→ ACTIVITY
Repeat the records below exactly as they appear, leaving out any pictures.

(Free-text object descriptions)
+++

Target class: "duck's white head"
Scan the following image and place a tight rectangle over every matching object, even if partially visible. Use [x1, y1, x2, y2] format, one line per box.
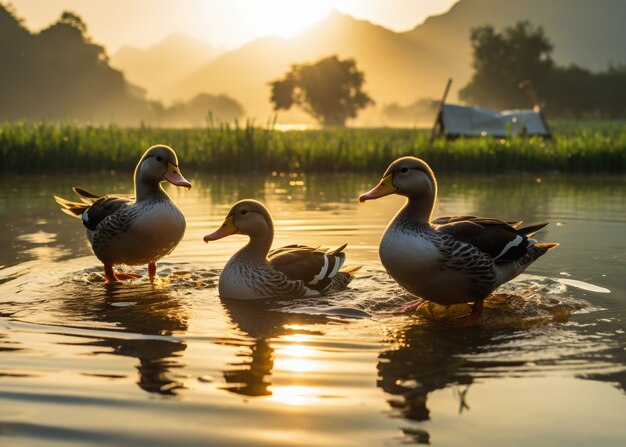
[359, 156, 437, 203]
[135, 145, 192, 193]
[204, 200, 273, 242]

+++

→ RESPONSE TO THIS TASK
Target class: "duck's white head"
Scan the following image and place a tight rectangle over every matching object, even if partially visible. Use [x1, y1, x2, y2] format, one line per box.
[359, 156, 437, 203]
[135, 145, 192, 193]
[204, 200, 273, 242]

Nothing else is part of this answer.